Die Geschichte der kleinen Motorradfabrik UT, die
im Stuttgarter Vorort Untertürkheim 1922 beginnt
und 1962 endet, wird in einer ausführlichen Schilderung in "Motorrad
Chassis" Nr. 5/1989 mit dem treffenden Titel "Schwäbischer
Fleiß" erzählt. Sie wurde vom schwäbischen Tüftler
und Motorradrennfahrer Hermann Scheihing gegründet, und die Markenbezeichnung
UT ist schlicht die Abkürzung von Untertürkheim,
wo die Motorräder mit diesem Emblem am Tank zunächst entstanden.
Wenn
im vorliegenden Prospekt der beiden im Jahr 1951 angebotenen Modelle
die Fußnote sagt: "In vielen Rennschlachten erprobt und bewährt'',
so bezieht sich diese Feststellung auf die Zwischenkriegszeit, und die
genannten UT-Rennfahrer Max Kiemel aus Waldsee, Kurt Frentzen-Köln,
Otto Kohfink-Bietigheim und Rudi Gehrung-Stuttgart, errangen ihre Erfolge
auf UT-Maschinen überwiegend vor 1930, Kiemel tritt sogar 1929
als Deutscher Straßen-Meister der Klasse bis 350 ccm auf UT mit
JAP-Motor hervor.
Wenn ich nicht irre, war Otto Kohfink, ein weiterer auf allen Rennplätzen
bekannter und beliebter Schwabe, auch Deutscher Zementbahnmeister auf
UT, doch fehlen darüber heute, nach rund 60 Jahren, jegliche Aufzeichnungen.
Man kann jedoch unterstreichen, daß die Motorradmarke UT, die
schon 1925 von Untertürkheim nach Vaihingen zur Maschinenfabrik
Bergmüller & Co übersiedelte, in den 20er Jahren zu den
aktivsten und auch erfolgreichen in der Motorsportszene zählte.
Jener hier 1951 im Prospekt, der nurmehr
Motorradkonfektion der ersten Nachkriegsjahre zeigt, nachzulesende Hinweis
auf die große Sport-Vergangenheit hat also seine Begründung
und wurde deshalb von den UT-Herstellern nicht nur zu Recht, sondern
auch mit Stolz zitiert. Die nach dem Krieg in Stuttgart-Möhringen
beheimatete Motorradfabrik war zu diesem Zeitpunkt das einzige schwäbische
Unternehmen, das Motorräder mit den bewährten Einbaumotoren
von ILO aus Pinneberg bei Hamburg herstellte. Die anderen Konfektionäre,
meist Fahrradfabriken, waren im Raum um Bielefeld und Nürnberg
beheimatet.

Gezeigtes Material:
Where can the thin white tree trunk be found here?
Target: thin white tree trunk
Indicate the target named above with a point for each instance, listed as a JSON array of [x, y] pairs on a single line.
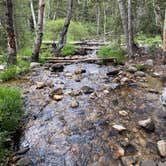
[[39, 32], [164, 39], [98, 18], [130, 31], [105, 21], [33, 14], [11, 39], [124, 19]]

Aufgabenstellung 1:
Gib aus dem Text über die Motorradfabrik UT den Abschnitt wortgetreu wieder, der bei „Man kann jedoch“ beginnt und bei „der Motorsportszene zählte.“ endet.
Aufgabenstellung 2:
Schreibe den Text über die Motorradfabrik UT im Anschluss an seinen letzten Satz weiter.

Ergebnis 1:
Man kann jedoch unterstreichen, daß die Motorradmarke UT, die
schon 1925 von Untertürkheim nach Vaihingen zur Maschinenfabrik
Bergmüller & Co übersiedelte, in den 20er Jahren zu den
aktivsten und auch erfolgreichen in der Motorsportszene zählte.

Ergebnis 2:
Vorher
- seit der Gründung von UT - waren es Motoren der Marken JAP, Blackburne
und Küchen, die UT- Motorräder antrieben. Als nach 1933 keine
Devisen mehr für ausländische Motoren verfügbar waren,
kamen Bark-Motoren in die UT-Fahrgestelle, nachdem die Bestände
an JAP- und Blackburne-Aggregaten aufgebraucht waren, und nach dem Krieg
wechselte UT von Viertakt-Motoren zum Zweitakter von ILO. Es gab jedoch
schon einmal in der Gründerzeit einen eigenen UT- Zweitaktmotor
von 246 ccm Hubraum, der laut Tragatsch seine Abstammung vom Bekamo-Motor
nicht verleugnen konnte. Doch zurück zum Jahr 1951.
Die beiden im besprochenen Prospekt
gezeigten Modelle weisen immerhin für dieses Jahr sehr fortschrittliche
Konstruktionselemente auf, vor allem eine von UT selbst gefertigte Teleskopgabel
sowie eine Hinterradfederung, die von Jurisch-Nürnberg stammte
und hier (versehentlich), auf den Kopf gestellt, wiedergegeben wurde.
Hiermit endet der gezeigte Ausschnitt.